◆ **DIRECTIVE 1**: Copy the entries from the line containing "Where can the collapsed" up to and including the line containing "point(186, 21)", keeping each line unchanged.
**** READING PASSAGE ****
8) You’re right. In the absence of any further tricks, what this argument would show is that there was a function of polynomial circuit complexity and superpolynomial formula size. [See again Ryan Williams’s comment.] But even without any new ideas, one would in principle be able to use this approach to obtain arbitrarily large polynomial lower bounds for formula size.

😐 How would you do that?

8) Well, even if we can’t choose a random function $f$ to get things going, we could in theory take some fixed $r$ and find a suitable function by brute force.

😐 Sorry to be slow, but how would you do even that?

8) You’d look at every single Boolean function of $r$ variables and every single formula of size at most, say, $(3/2)^r$ , and pick out a Boolean function that is not given by one of the formulae.

😐 Wow. There are $2^{2^r}$ Boolean functions in $r$ variables, so that’s going to take a pretty long time, even for very small $r$ .

8) Yes. That’s why I used the phrase “in principle” earlier. But even distinguishing between polynomial circuit complexity and polynomial formula size would be very interesting.

🙂 Er, excuse me.

8) Yes?

🙂 We seem to have got sidetracked. I was just wondering whether it would be possible to return to the main topic.

8) How do you mean, “the main topic”?
**** DATA PROVIDED ****
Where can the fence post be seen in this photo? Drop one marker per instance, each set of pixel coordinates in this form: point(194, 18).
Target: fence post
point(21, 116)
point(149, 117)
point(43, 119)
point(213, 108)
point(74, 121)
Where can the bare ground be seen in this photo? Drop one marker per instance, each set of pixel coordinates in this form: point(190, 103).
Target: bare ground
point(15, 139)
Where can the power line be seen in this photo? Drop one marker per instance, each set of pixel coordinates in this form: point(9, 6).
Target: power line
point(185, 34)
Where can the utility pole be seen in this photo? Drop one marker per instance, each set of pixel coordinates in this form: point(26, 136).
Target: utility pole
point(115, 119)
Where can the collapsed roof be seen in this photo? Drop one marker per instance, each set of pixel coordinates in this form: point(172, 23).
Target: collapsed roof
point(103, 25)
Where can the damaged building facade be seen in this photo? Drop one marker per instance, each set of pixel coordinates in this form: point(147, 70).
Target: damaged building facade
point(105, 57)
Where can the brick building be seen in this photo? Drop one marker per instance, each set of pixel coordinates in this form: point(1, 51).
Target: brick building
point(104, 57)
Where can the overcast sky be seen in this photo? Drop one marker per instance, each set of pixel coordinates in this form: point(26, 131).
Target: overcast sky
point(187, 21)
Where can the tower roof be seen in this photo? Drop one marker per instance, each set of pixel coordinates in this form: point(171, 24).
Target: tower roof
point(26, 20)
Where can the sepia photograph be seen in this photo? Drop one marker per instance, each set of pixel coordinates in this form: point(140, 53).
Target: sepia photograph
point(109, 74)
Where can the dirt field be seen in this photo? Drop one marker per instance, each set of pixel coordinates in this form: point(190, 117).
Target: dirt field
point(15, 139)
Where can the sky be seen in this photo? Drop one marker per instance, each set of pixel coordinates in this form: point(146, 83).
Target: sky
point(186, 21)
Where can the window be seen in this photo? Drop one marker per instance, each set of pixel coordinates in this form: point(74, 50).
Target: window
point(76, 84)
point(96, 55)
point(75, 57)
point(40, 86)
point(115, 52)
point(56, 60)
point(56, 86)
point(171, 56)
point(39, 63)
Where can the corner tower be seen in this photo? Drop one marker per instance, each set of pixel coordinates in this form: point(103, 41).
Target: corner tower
****
◆ **DIRECTIVE 2**: Continue the dialogue on circuit and formula complexity from the point where it stops.

◆ **RESULT 1**:
Where can the collapsed roof be seen in this photo? Drop one marker per instance, each set of pixel coordinates in this form: point(172, 23).
Target: collapsed roof
point(103, 25)
Where can the damaged building facade be seen in this photo? Drop one marker per instance, each set of pixel coordinates in this form: point(147, 70).
Target: damaged building facade
point(105, 57)
Where can the brick building be seen in this photo? Drop one marker per instance, each set of pixel coordinates in this form: point(1, 51).
Target: brick building
point(104, 57)
Where can the overcast sky be seen in this photo? Drop one marker per instance, each set of pixel coordinates in this form: point(26, 131).
Target: overcast sky
point(187, 21)
Where can the tower roof be seen in this photo? Drop one marker per instance, each set of pixel coordinates in this form: point(171, 24).
Target: tower roof
point(26, 20)
Where can the sepia photograph be seen in this photo? Drop one marker per instance, each set of pixel coordinates in this form: point(140, 53).
Target: sepia photograph
point(109, 74)
Where can the dirt field be seen in this photo? Drop one marker per instance, each set of pixel coordinates in this form: point(190, 117).
Target: dirt field
point(15, 139)
Where can the sky be seen in this photo? Drop one marker per instance, each set of pixel coordinates in this form: point(146, 83).
Target: sky
point(186, 21)

◆ **RESULT 2**:
🙂 I mean the question of whether any of the ideas we’ve been discussing could be used to prove that P $\ne$ NP rather than just the weaker statement that some explicit functions have large formula size.

8) Ah yes, your obsession with the million-dollar prize …

🙂 That’s not fair. I absolutely agree that the formula-size problem is a great problem, but that doesn’t mean we shouldn’t even think about circuit complexity.

8) Relax, I’m just teasing you. Everyone would prefer to solve the P versus NP problem if there was a chance of doing so, including me.

🙂 OK, well perhaps you’d like to answer a question that’s been bugging me. Here is a proof that the notion of a formal complexity measure is very natural if one is thinking about formula size. We’ve already discussed it, but let me quickly go through it again just so I can be clear about the question I want to go on to ask.

One can arrive at the notion of a formal complexity measure by asking the following question: if we define $\lambda(f)$ to be the formula size of $f$ , then what properties are satisfied by $\lambda$ ? And one quickly observes that $\lambda(f)=\lambda(-f)$ , and that $\lambda(f\vee g)$ and $\lambda(f\wedge g)$ are both at most $\lambda(f)+\lambda(g)$ . Having done that, one can define a formal complexity measure to be any function with these properties, and one then observes that $\lambda$ is the largest possible formal complexity measure.

8) Indeed.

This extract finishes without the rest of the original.